== Supplied entries

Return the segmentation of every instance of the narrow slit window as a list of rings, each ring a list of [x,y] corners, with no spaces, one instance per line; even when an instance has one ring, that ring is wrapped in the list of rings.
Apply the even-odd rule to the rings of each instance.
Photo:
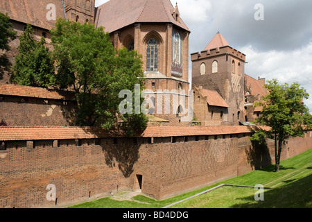
[[[158,70],[158,42],[152,37],[147,43],[146,71],[157,72]]]

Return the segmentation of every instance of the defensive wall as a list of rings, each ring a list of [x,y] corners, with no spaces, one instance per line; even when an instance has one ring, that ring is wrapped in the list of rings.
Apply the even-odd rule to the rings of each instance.
[[[63,113],[60,107],[68,105],[64,99],[54,98],[40,104],[40,110],[33,108],[37,103],[27,102],[34,95],[25,96],[23,92],[14,96],[28,99],[21,105],[28,109],[25,112],[33,113],[27,117],[30,120],[41,117],[43,108],[46,113],[51,101],[59,103],[53,103],[52,117]],[[22,114],[10,110],[19,108],[6,99],[13,96],[2,91],[0,96],[3,97],[0,101],[2,122],[10,122],[5,117]],[[46,96],[37,96],[40,102]],[[39,122],[0,126],[0,207],[61,207],[137,189],[164,199],[275,160],[272,141],[252,144],[249,138],[254,128],[249,126],[150,126],[142,134],[129,138],[123,132],[100,128],[35,126]],[[284,144],[281,158],[311,148],[312,131],[306,131],[304,137]],[[55,200],[46,198],[49,185],[56,189]]]

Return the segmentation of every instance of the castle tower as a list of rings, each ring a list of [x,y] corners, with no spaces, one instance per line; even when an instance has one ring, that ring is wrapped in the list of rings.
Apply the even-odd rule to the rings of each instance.
[[[229,105],[224,121],[244,121],[245,55],[229,46],[218,32],[203,51],[191,54],[192,85],[217,92]]]
[[[96,26],[110,33],[116,48],[142,55],[147,89],[156,96],[157,90],[188,93],[190,31],[177,5],[170,0],[110,0],[96,14]]]
[[[64,0],[67,19],[70,21],[94,22],[95,0]]]

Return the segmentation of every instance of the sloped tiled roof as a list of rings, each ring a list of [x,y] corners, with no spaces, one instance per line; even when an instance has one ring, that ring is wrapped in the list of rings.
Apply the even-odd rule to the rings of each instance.
[[[214,37],[214,38],[210,41],[208,45],[205,48],[205,51],[209,50],[216,48],[220,48],[222,46],[229,46],[229,43],[225,40],[224,37],[218,32],[218,33]]]
[[[207,96],[207,103],[209,105],[229,107],[221,96],[220,96],[216,91],[203,89],[202,91],[202,94],[204,96]]]
[[[258,80],[246,74],[245,75],[245,78],[246,79],[246,90],[248,91],[251,95],[259,95],[262,97],[268,94],[266,89],[262,87]]]
[[[50,90],[45,88],[0,83],[0,95],[72,100],[73,92]]]
[[[257,126],[148,126],[138,137],[168,137],[192,135],[230,135],[254,132]],[[268,130],[267,127],[261,127]],[[94,127],[6,127],[0,126],[0,141],[51,140],[126,137],[120,130],[107,131]]]
[[[60,0],[1,0],[0,12],[4,14],[8,12],[12,20],[51,30],[56,21],[48,20],[46,18],[47,13],[51,10],[50,8],[46,9],[50,3],[55,6],[56,17],[64,19]]]
[[[109,33],[144,22],[168,22],[189,31],[182,19],[174,19],[173,11],[170,0],[110,0],[98,6],[95,23]]]

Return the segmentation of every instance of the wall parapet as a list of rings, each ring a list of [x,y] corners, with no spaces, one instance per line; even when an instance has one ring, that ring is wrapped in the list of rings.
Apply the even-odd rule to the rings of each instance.
[[[259,127],[258,127],[259,128]],[[168,137],[250,133],[255,126],[148,126],[135,137]],[[261,127],[266,129],[265,127]],[[8,127],[0,126],[0,141],[96,139],[128,137],[121,130],[105,130],[98,127]]]

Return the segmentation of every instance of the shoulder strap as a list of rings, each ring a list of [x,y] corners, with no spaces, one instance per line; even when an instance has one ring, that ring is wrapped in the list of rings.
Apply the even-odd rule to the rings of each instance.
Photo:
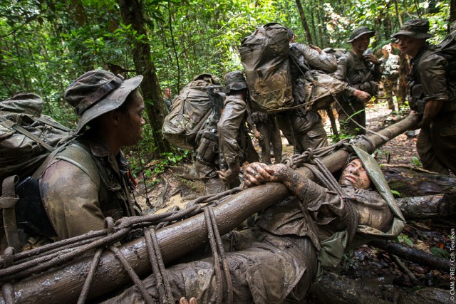
[[[10,120],[8,120],[4,117],[3,116],[0,116],[0,123],[1,123],[1,125],[4,125],[6,127],[10,127],[19,132],[19,133],[26,136],[27,137],[34,140],[35,142],[42,145],[48,151],[51,152],[54,150],[54,148],[53,148],[51,145],[44,142],[43,140],[40,140],[37,136],[33,135],[30,132],[27,131],[24,127],[21,127],[19,125],[16,124],[16,122]]]

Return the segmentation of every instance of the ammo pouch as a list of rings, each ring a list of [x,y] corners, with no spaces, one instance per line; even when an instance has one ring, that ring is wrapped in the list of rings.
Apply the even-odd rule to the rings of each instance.
[[[219,137],[216,132],[216,129],[211,129],[201,132],[201,140],[197,148],[197,159],[202,164],[214,163],[219,154]]]

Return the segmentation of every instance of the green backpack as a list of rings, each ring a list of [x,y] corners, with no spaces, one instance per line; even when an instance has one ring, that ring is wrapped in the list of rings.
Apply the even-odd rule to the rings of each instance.
[[[213,113],[214,103],[207,89],[215,88],[219,81],[209,74],[202,74],[182,89],[172,100],[170,114],[166,115],[162,134],[174,146],[184,150],[194,150],[197,135]],[[220,88],[218,85],[217,88]]]
[[[239,47],[252,110],[274,113],[294,105],[288,28],[271,23],[245,38]]]
[[[43,100],[20,93],[0,102],[0,182],[31,175],[59,142],[73,134],[69,128],[41,115]]]

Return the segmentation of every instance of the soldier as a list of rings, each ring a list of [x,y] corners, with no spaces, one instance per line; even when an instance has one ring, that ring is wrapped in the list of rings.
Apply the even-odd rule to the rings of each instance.
[[[341,56],[334,77],[346,81],[353,89],[361,90],[375,97],[378,93],[376,82],[381,78],[381,67],[378,59],[368,50],[370,37],[374,36],[375,33],[367,26],[351,32],[347,41],[347,43],[351,43],[351,50]],[[363,100],[346,95],[336,108],[341,130],[345,134],[366,134]]]
[[[225,275],[232,283],[233,303],[304,303],[322,267],[336,266],[345,250],[361,245],[353,240],[356,227],[362,237],[356,239],[361,242],[374,237],[368,234],[394,238],[403,227],[403,219],[394,217],[393,221],[391,210],[397,206],[390,207],[386,199],[370,189],[372,182],[359,159],[350,162],[341,174],[339,183],[347,194],[344,199],[283,164],[251,164],[244,181],[247,187],[280,182],[294,196],[266,209],[253,228],[224,236],[229,266]],[[167,269],[172,296],[215,303],[216,286],[225,284],[217,281],[213,258],[197,260]],[[155,276],[147,278],[144,283],[157,299],[160,282]],[[226,291],[221,295],[229,298]],[[141,301],[138,288],[132,287],[107,303]]]
[[[275,162],[280,162],[282,159],[282,139],[277,126],[276,117],[264,112],[252,112],[252,120],[255,124],[259,146],[261,147],[261,162],[271,164],[271,145]]]
[[[142,139],[142,80],[95,70],[66,89],[65,99],[79,116],[79,136],[35,173],[56,239],[103,229],[108,216],[141,214],[130,196],[131,174],[121,148]]]
[[[227,168],[220,168],[217,174],[226,185],[229,185],[239,180],[242,164],[245,161],[258,162],[259,159],[246,127],[247,84],[242,72],[225,75],[225,91],[227,98],[217,124],[217,132],[220,156]]]
[[[197,178],[204,183],[206,194],[239,186],[241,164],[259,160],[246,126],[247,88],[242,72],[225,75],[227,96],[217,128],[202,132],[195,167]]]
[[[169,113],[171,110],[171,89],[169,88],[163,89],[163,103],[166,112]]]
[[[416,145],[423,167],[448,174],[456,172],[455,85],[447,74],[449,63],[426,43],[433,36],[428,31],[427,19],[412,19],[392,37],[411,58],[409,103],[412,112],[422,117]]]
[[[385,44],[382,47],[383,56],[380,58],[382,63],[383,75],[382,83],[383,83],[383,90],[385,97],[388,101],[388,106],[393,112],[395,112],[393,93],[398,98],[399,91],[398,87],[398,80],[399,79],[399,56],[391,53],[392,48],[389,44]],[[400,105],[398,101],[398,106]]]

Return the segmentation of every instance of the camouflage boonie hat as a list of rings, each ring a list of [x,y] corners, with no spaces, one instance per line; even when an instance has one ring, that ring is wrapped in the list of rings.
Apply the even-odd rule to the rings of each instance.
[[[351,33],[350,34],[350,40],[346,41],[347,43],[351,43],[352,41],[358,39],[361,36],[364,34],[369,34],[369,38],[373,37],[375,36],[375,32],[373,31],[370,31],[370,29],[367,26],[361,26],[358,28],[354,29]]]
[[[398,36],[408,36],[415,39],[428,38],[434,35],[428,33],[429,31],[429,21],[428,19],[412,19],[404,23],[398,33],[391,35],[393,38]]]
[[[233,90],[247,89],[247,84],[242,72],[237,70],[235,72],[229,72],[225,75],[225,93],[229,93]]]
[[[92,120],[119,108],[142,81],[142,75],[124,80],[105,70],[88,71],[65,91],[65,100],[80,116],[76,133]]]

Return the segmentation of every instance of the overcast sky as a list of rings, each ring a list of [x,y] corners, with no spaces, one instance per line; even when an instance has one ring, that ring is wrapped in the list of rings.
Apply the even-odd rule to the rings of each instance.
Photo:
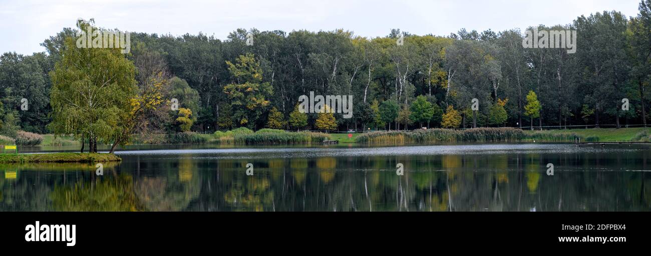
[[[400,29],[447,36],[461,28],[494,31],[572,23],[603,10],[637,15],[639,0],[0,0],[0,52],[41,52],[39,43],[77,18],[130,32],[225,39],[238,28],[344,29],[376,37]],[[56,3],[54,3],[56,2]]]

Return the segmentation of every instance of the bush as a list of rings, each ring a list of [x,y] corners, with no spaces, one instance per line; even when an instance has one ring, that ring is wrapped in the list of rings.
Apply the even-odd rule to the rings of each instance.
[[[643,130],[635,134],[635,136],[631,139],[631,141],[641,141],[646,142],[648,141],[649,135],[646,132],[646,130]]]
[[[585,141],[587,141],[587,142],[598,142],[599,141],[599,137],[598,136],[588,136],[588,137],[585,138]]]
[[[10,137],[0,135],[0,145],[15,145],[16,140]]]
[[[16,144],[21,146],[35,146],[43,142],[43,136],[29,132],[18,131],[16,135]]]
[[[320,143],[329,137],[320,132],[256,132],[235,135],[233,143],[241,145],[311,144]]]
[[[184,132],[167,135],[170,144],[201,144],[208,141],[207,136],[193,132]]]
[[[550,131],[536,131],[527,135],[529,141],[546,142],[574,142],[577,138],[585,140],[582,136],[575,134],[557,133]]]
[[[374,132],[362,134],[355,141],[362,143],[437,143],[450,142],[515,142],[525,139],[521,130],[512,128],[480,128],[413,131]]]
[[[61,137],[57,137],[52,139],[52,141],[49,143],[47,146],[72,146],[77,144],[77,141],[71,141],[68,139],[61,139]]]
[[[257,132],[256,132],[256,133],[261,133],[261,134],[262,134],[262,133],[275,133],[275,134],[282,134],[282,133],[283,133],[283,132],[285,132],[285,131],[284,131],[284,130],[278,130],[278,129],[270,129],[270,128],[264,128],[264,129],[260,129],[260,130],[258,130]]]
[[[229,132],[232,132],[234,135],[238,135],[238,134],[253,134],[253,131],[249,130],[249,128],[247,128],[246,127],[240,127],[240,128],[235,128],[235,129],[233,129],[232,130],[230,130]]]

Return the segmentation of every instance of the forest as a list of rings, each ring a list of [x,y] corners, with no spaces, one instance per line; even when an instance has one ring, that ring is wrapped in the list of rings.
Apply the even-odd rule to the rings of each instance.
[[[100,140],[120,141],[118,134],[238,127],[346,131],[646,126],[650,8],[651,0],[643,0],[639,12],[631,17],[603,11],[577,17],[572,24],[504,31],[462,29],[447,36],[391,29],[385,36],[370,38],[344,29],[238,29],[222,40],[203,33],[133,32],[129,53],[98,53],[88,60],[102,64],[105,71],[120,71],[116,74],[124,74],[120,82],[126,85],[105,92],[111,102],[126,106],[122,112],[104,112],[113,113],[102,117],[118,121],[97,122],[126,128],[93,126],[92,132],[106,134]],[[71,134],[85,129],[70,124],[71,115],[85,111],[66,112],[62,102],[74,97],[63,91],[74,84],[70,79],[76,74],[67,65],[83,61],[71,58],[77,52],[69,49],[70,43],[78,30],[94,25],[92,19],[80,20],[77,27],[63,29],[41,43],[43,52],[0,56],[0,134]],[[533,29],[575,30],[575,53],[524,47],[525,31]],[[352,95],[353,114],[343,118],[340,113],[298,112],[299,97],[311,91]],[[29,102],[27,110],[21,109],[22,99]],[[478,100],[476,113],[471,110],[473,99]],[[623,99],[628,110],[622,110]],[[170,110],[174,104],[178,111]],[[132,115],[120,116],[129,114],[130,108]]]

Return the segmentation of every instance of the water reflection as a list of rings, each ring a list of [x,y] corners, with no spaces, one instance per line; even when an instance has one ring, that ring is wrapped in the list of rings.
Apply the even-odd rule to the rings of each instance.
[[[102,176],[2,165],[0,211],[651,210],[647,147],[477,146],[132,151]]]

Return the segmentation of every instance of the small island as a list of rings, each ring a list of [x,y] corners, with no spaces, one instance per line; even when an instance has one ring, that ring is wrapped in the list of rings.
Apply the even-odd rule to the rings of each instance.
[[[109,153],[46,153],[2,154],[0,163],[100,163],[122,161],[117,156]]]

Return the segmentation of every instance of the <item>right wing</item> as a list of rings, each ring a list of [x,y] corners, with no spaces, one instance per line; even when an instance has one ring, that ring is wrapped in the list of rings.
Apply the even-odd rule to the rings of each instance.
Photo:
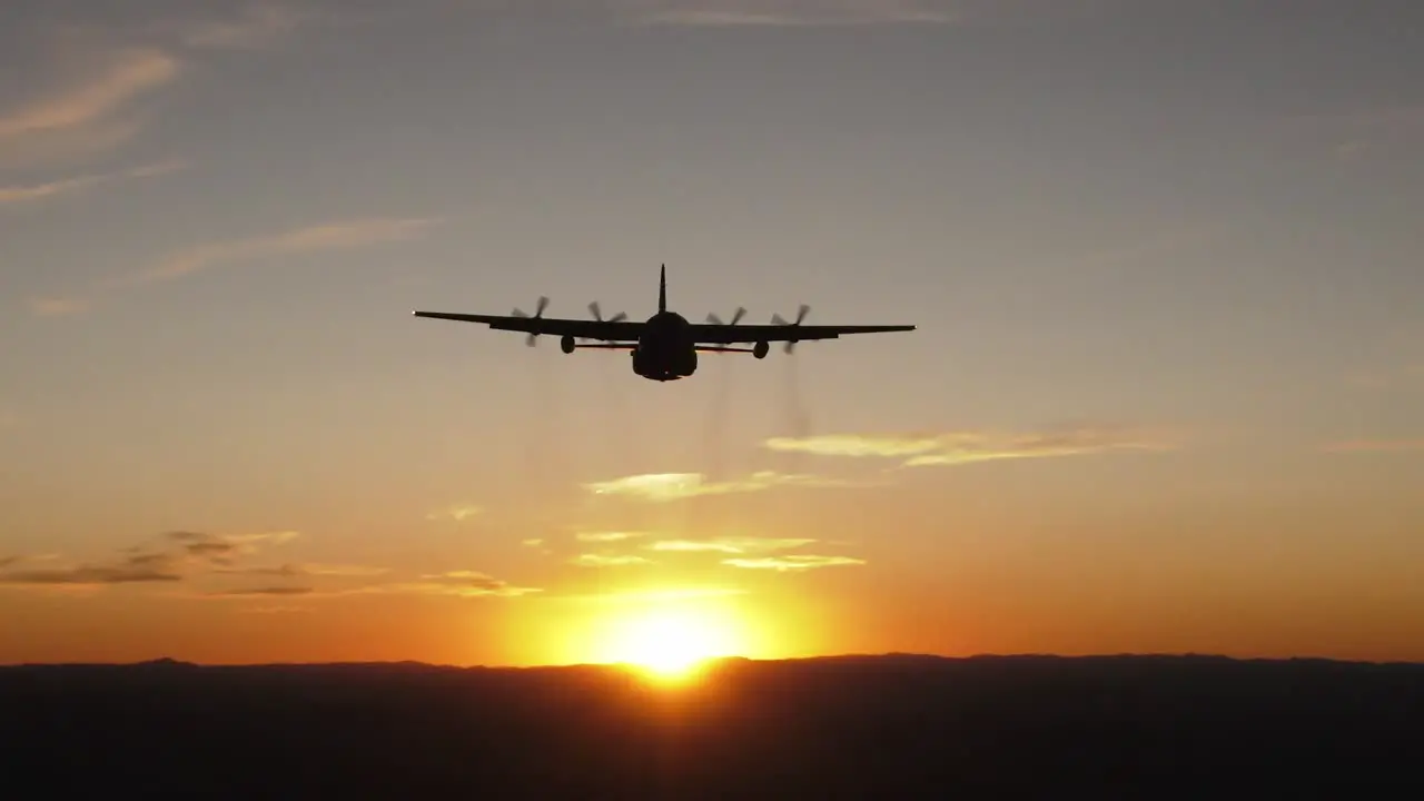
[[[728,325],[699,322],[692,325],[696,342],[732,345],[735,342],[805,342],[807,339],[839,339],[846,334],[887,334],[914,331],[913,325]]]
[[[453,319],[457,322],[480,322],[496,331],[518,331],[521,334],[547,334],[550,336],[574,336],[578,339],[602,339],[605,342],[635,341],[642,334],[641,322],[560,319],[557,316],[506,316],[467,315],[454,312],[410,312],[430,319]]]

====

Retype word for word the span of lines above that begins with the line containing "Return the segmentation of every instance of the small" and ends with the last line of the records; skip all pictures.

> Solution:
Return the segmentation of every instance of the small island as a list of rings, each ring a list of [x,y] corners, with no spaces, one instance per line; even when an instance has one ring, that ring is wrapped in the list of rings.
Apply the even-odd rule to the rings of each instance.
[[[109,153],[46,153],[2,154],[0,163],[100,163],[122,161],[117,156]]]

Return the segmentation of every instance of the <item>right wing</item> as a list of rings, each ring a list of [x,y] corners, with no spaces, one instance per line; even when an instance has one ring, that ring is wrapped in the list of rings.
Apply the even-odd rule to the rings of each instance.
Photo:
[[[728,325],[699,322],[692,325],[696,342],[732,345],[735,342],[805,342],[807,339],[839,339],[846,334],[887,334],[914,331],[913,325]]]
[[[453,319],[457,322],[480,322],[496,331],[518,331],[521,334],[547,334],[550,336],[574,336],[578,339],[602,339],[605,342],[635,341],[642,334],[641,322],[560,319],[557,316],[506,316],[467,315],[454,312],[410,312],[430,319]]]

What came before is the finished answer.